- _Article_:
━━━

Summary:
1) In last chapter, we've introduced TermQuery, NumericQuery and TermRangeQuery.
2) In this chapter, we will introduce PrefixQuery/WildcardQuery/BoolenQuery/PhaseQuery/FuzzyQuery.
1) Introduction to PrefixQuery
public void searchByPrefix(String fieldName, String fieldValue, int resultSize) { IndexSearcher indexSearcher = getSearcher(); Query query = new PrefixQuery(new Term(fieldName, fieldValue)); try { TopDocs tds = indexSearcher.search(query, resultSize); Document document = null; for (ScoreDoc sd : tds.scoreDocs) { document = indexSearcher.doc(sd.doc); System.out.println("id = " + document.get("id") + ", name = " + document.get("name") + ", password = " + document.get("password") + ", gender = " + document.get("gender") + ", score = " + document.get("score")); } } catch (IOException e) { e.printStackTrace(); } finally { try { indexSearcher.close(); } catch (IOException e) { e.printStackTrace(); } } }
@Test public void testSearchByPrefix() { testBuildIndex(); searcherUtil.searchByPrefix("gender", "Ma", 100); }
id = 11, name = Davy, password = Jones, gender = Male, score = 100 id = 22, name = Davy, password = Jones, gender = Male, score = 110 id = 33, name = Jones, password = Davy, gender = Male, score = 120
Comments:
1) Query is case-sensitive. searcherUtil.searchByPrefix("gender", "ma", 100); result set would be empty.

━━━

- _Directive 1_:
In the Lucene query tutorial, condense the comment beginning "1) Query is case-sensitive" into a shorter form that keeps its main facts.

- _Provided entries_:
━━━

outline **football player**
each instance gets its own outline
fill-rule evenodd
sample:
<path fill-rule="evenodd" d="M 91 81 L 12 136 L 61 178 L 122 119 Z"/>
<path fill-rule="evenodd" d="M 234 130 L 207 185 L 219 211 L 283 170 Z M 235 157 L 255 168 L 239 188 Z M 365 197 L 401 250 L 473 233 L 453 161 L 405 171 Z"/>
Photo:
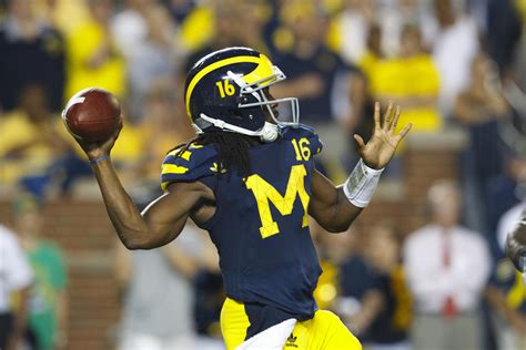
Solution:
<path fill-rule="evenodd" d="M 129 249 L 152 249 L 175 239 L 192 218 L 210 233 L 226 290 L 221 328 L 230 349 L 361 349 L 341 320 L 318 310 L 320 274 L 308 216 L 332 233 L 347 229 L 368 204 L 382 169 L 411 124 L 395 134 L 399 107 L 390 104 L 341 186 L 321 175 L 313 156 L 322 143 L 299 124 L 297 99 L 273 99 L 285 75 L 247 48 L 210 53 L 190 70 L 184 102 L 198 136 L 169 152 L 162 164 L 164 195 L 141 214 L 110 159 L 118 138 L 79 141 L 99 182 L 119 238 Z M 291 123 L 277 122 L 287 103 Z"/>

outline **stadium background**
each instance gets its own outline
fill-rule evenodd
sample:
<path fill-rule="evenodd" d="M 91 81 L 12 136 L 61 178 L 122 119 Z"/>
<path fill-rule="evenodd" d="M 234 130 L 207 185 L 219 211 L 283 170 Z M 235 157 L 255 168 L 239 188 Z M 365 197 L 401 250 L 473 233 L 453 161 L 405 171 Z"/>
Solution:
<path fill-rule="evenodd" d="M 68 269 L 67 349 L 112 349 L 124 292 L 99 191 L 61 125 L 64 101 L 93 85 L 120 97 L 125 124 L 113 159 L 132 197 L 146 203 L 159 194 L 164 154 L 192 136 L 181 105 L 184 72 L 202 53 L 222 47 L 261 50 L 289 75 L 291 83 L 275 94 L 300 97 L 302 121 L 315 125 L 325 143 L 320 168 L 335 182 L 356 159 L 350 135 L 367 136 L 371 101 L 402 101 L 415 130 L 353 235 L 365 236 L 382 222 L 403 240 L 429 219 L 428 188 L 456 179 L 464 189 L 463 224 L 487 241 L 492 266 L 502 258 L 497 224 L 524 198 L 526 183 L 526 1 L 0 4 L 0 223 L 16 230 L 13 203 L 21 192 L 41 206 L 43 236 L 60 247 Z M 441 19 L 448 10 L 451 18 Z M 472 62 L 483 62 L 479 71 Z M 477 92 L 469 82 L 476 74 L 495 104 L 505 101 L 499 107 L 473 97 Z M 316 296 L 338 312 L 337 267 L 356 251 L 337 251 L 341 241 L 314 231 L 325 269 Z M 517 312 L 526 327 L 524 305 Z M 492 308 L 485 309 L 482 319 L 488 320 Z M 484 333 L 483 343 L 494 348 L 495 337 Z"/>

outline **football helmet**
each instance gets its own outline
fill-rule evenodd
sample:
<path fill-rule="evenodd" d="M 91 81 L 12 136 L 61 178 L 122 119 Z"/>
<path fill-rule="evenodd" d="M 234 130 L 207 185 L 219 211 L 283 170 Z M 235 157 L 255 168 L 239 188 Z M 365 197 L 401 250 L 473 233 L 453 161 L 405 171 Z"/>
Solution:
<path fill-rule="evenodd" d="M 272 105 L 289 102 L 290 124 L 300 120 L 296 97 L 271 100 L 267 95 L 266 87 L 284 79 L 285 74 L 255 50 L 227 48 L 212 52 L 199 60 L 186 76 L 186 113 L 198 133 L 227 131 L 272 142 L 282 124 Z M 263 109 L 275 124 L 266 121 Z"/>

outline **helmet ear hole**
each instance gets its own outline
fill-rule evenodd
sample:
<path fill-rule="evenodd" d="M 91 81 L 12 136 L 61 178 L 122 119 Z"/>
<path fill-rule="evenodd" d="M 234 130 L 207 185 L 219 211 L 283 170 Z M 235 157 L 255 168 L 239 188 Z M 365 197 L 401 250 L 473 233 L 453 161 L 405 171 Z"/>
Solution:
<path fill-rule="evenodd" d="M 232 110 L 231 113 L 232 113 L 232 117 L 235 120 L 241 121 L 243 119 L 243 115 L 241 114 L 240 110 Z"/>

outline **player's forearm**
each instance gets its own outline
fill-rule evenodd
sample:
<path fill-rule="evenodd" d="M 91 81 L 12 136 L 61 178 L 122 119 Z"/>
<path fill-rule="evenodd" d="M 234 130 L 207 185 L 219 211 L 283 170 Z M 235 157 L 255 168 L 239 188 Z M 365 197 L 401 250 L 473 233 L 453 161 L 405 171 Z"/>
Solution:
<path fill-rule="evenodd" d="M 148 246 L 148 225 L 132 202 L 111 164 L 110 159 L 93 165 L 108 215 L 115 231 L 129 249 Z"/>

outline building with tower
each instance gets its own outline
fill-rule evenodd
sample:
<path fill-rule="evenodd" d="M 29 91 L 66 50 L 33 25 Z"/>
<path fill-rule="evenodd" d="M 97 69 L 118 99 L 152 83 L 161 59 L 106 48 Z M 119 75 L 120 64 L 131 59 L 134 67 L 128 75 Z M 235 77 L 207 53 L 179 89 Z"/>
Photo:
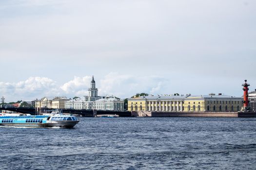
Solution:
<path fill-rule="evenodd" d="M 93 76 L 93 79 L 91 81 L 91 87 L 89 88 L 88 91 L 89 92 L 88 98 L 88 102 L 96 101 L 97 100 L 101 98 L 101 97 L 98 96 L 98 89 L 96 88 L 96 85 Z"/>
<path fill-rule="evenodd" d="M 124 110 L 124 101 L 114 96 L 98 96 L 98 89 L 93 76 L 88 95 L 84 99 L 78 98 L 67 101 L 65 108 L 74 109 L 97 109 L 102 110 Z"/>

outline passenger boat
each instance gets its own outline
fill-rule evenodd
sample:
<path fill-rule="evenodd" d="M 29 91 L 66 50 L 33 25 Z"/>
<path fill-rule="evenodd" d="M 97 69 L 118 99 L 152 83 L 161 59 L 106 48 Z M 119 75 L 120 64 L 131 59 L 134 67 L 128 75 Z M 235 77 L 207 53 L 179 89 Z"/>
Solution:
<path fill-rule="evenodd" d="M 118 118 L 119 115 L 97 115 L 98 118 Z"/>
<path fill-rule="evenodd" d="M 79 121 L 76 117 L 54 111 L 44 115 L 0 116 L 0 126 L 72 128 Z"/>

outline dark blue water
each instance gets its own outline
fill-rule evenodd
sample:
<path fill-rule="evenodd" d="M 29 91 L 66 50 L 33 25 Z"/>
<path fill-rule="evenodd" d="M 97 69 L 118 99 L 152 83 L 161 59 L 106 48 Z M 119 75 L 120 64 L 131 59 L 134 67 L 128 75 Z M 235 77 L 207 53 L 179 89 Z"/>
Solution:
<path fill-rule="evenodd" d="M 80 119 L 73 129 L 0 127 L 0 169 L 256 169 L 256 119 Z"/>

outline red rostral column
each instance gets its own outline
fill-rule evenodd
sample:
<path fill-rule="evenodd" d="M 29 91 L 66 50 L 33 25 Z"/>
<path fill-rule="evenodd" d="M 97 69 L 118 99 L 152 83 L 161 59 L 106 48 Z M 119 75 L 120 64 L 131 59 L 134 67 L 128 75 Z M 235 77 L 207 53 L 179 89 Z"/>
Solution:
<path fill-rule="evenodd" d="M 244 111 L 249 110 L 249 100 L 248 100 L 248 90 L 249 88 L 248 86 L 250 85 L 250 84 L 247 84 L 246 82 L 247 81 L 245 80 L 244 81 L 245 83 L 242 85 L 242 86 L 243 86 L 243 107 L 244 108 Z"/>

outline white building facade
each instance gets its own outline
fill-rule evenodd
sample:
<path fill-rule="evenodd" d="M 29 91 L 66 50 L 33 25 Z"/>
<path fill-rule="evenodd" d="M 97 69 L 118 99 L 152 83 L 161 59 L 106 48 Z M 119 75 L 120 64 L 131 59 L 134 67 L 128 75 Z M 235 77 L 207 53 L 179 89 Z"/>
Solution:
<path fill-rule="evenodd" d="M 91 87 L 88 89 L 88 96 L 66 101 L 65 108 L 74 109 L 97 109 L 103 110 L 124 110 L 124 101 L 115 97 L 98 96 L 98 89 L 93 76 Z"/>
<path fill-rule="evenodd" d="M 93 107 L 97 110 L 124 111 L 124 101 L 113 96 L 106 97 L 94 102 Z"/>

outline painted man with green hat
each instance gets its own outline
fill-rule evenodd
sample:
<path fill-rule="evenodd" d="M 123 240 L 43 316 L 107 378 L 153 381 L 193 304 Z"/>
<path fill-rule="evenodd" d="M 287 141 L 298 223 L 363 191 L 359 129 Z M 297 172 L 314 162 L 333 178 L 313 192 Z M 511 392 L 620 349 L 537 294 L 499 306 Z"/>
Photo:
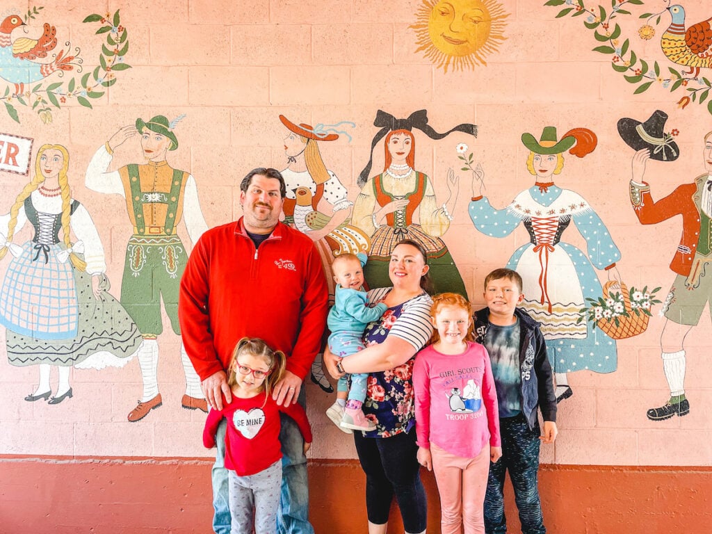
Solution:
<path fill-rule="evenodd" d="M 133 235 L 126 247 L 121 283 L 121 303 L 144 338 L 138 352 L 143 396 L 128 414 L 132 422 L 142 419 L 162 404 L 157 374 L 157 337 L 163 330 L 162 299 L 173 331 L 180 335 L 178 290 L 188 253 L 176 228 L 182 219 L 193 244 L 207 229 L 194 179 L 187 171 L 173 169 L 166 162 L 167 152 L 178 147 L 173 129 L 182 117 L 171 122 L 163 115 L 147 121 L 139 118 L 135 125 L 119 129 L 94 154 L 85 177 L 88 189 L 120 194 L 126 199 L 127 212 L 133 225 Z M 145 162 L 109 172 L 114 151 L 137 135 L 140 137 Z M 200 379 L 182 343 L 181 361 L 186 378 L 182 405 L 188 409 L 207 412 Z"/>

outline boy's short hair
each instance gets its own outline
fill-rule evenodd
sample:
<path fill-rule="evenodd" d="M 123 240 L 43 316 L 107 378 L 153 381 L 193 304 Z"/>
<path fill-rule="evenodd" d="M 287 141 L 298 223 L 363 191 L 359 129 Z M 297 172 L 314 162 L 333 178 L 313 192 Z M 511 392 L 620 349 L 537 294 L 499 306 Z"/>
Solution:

━━━

- _Directive 2_:
Reproduce only the part of the rows that opens with the line containing "outline passenger boat" and closes with the line containing "244 111 L 249", requests included. Shift every coordinate in the answers by adding 119 to each number.

- _Result 1_:
Queries are case-sensitive. For example, searchByPrefix("gender", "ma", 100) returns an empty result set.

- _Result 2_:
outline passenger boat
each instance gets its own outline
fill-rule evenodd
sample:
<path fill-rule="evenodd" d="M 29 91 L 66 50 L 33 25 Z"/>
<path fill-rule="evenodd" d="M 97 69 L 118 99 L 152 83 L 161 59 L 106 48 Z M 119 75 L 120 64 L 131 59 L 134 67 L 128 75 Z M 235 77 L 207 53 L 179 89 Z"/>
Solution:
<path fill-rule="evenodd" d="M 237 237 L 238 234 L 216 234 L 217 237 Z"/>
<path fill-rule="evenodd" d="M 198 240 L 195 236 L 173 230 L 163 234 L 119 235 L 119 245 L 191 247 Z"/>

outline dark blue water
each instance gets its own outline
fill-rule evenodd
sample:
<path fill-rule="evenodd" d="M 29 91 L 66 50 L 33 25 Z"/>
<path fill-rule="evenodd" d="M 97 69 L 118 99 L 152 83 L 161 59 L 106 48 Z M 119 75 L 120 64 L 131 59 L 134 67 L 128 75 Z M 235 77 L 207 53 L 179 89 Z"/>
Solution:
<path fill-rule="evenodd" d="M 199 238 L 192 248 L 119 246 L 119 288 L 375 288 L 375 238 Z"/>

outline red rostral column
each instance gets its own outline
fill-rule evenodd
sample:
<path fill-rule="evenodd" d="M 29 91 L 66 50 L 33 25 Z"/>
<path fill-rule="evenodd" d="M 97 69 L 118 99 L 152 83 L 161 59 L 106 48 Z M 119 75 L 120 64 L 131 59 L 134 67 L 128 75 Z M 235 77 L 207 53 L 179 89 Z"/>
Solution:
<path fill-rule="evenodd" d="M 363 230 L 368 229 L 368 219 L 367 219 L 367 209 L 368 207 L 367 205 L 369 204 L 369 203 L 366 203 L 365 201 L 366 200 L 364 199 L 363 200 L 364 202 L 361 204 L 361 205 L 362 205 L 362 226 L 363 227 Z"/>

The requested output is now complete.